• **Provided passage**
FBI: NC mom of kidnapped NY child now in custody
BRIDGEPORT, CT
Ann Pettway surrendered Sunday morning to the FBI and Bridgeport
police on a warrant from North Carolina, where she's on probation
because of a conviction for attempted embezzlement, FBI supervisory
special agent William Reiner said. She turned herself in days after
a widely publicized reunion between the child she raised, now an
adult, and her biological mother.
Pettway received two years of probation last June after she took
items from a store where she worked, which is considered
embezzlement under North Carolina law, state correction spokeswoman
Pamela Walker said. Under terms of her probation, she wasn't
allowed to leave the state.
Department of Correction officials there tried repeatedly to
contact her after finding out investigators wanted to question her
in the 1987 abduction of Carlina White.
North Carolina officials said Friday they believed Pettway was
on the run from authorities. They said Sunday they would seek her
extradition.
Carlina was just 19 days old when her parents took her to Harlem
Hospital in the middle of the night with a high fever. Joy White
and Carl Tyson said a woman who looked like a nurse had comforted
them. The couple left the hospital to rest, but their baby was
missing when they went back. No suspects were identified.
Carlina is now 23 and has been living under the name Nejdra
Nance in Connecticut and in the Atlanta area. She said she had long
suspected Pettway wasn't her biological mother because she could
never provide her with a birth certificate and because she didn't
look like anyone else in Pettway's family.
She periodically checked the website of the National Center for
Missing and Exploited Children and while looking through New York
photos early this month found one that looked nearly identical to
her own baby picture. She contacted Joy White through the center.
White and Nance met in New York before DNA tests were complete,
confident they were mother and daughter. After the test results
confirmed it Wednesday, Nance returned from Atlanta to be with
White again.

• **Supplied information**
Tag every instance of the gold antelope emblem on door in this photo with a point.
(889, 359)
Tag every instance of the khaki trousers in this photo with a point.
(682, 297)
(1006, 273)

• **Complete the following**
A. Return a passage of the Pettway article: begin at the words "Carlina is now" and stop after "White again.".
B. Answer these questions from the Pettway article:
(i) How old was Carlina when her parents took her to Harlem Hospital?
(ii) How much probation did Pettway receive last June?
(iii) On what day did the DNA test results confirm that White and Nance were mother and daughter?
C. Extend the Pettway article onward from its last sentence.
The data plays no part in what comes after it and can be ignored.

• **Task answers**
A.
Carlina is now 23 and has been living under the name Nejdra
Nance in Connecticut and in the Atlanta area. She said she had long
suspected Pettway wasn't her biological mother because she could
never provide her with a birth certificate and because she didn't
look like anyone else in Pettway's family.
She periodically checked the website of the National Center for
Missing and Exploited Children and while looking through New York
photos early this month found one that looked nearly identical to
her own baby picture. She contacted Joy White through the center.
White and Nance met in New York before DNA tests were complete,
confident they were mother and daughter. After the test results
confirmed it Wednesday, Nance returned from Atlanta to be with
White again.

B.
(i) 19 days old
(ii) Two years
(iii) Wednesday

C.
Pettway remained in custody Sunday and couldn't be reached for
comment. She was to appear in federal court in New York on Monday
to face kidnapping charges, U.S. Attorney Preet Bharara said.
Nobody answered when a reporter on Friday knocked on the door of
a house where Pettway lived in Raleigh, N.C. A woman who answered
the phone at a Pettway relative's home in Bridgeport on Sunday
refused to comment on her surrender.
Nance told the New York Post in an interview posted Thursday
that reuniting with her family was like a dream.
"I'm so happy," she said. "At the same time, it's a funny
feeling because everything's brand new. It's like being born
again."
Members of her biological family didn't return telephone
messages seeking comment Sunday.
Authorities had been considering whether federal investigators
would take the case because the statute of limitations may have
expired in New York, New York Police Department chief spokesman
Paul Browne said earlier in the week. There is no limitation in
federal missing-children cases.
A woman who lives near Pettway in North Carolina, Sonova Smith,
said Pettway mentioned that she had a daughter in Connecticut but
had moved to Raleigh with her son. Smith and Pettway both had
teenage sons who would often play together, and Smith said her
neighbor seemed to be a good mother.
"She was friendly. She was kind. She loved her son," Smith
said. "We talked about our boys often. She talked about family.
So, it's just really been surprising."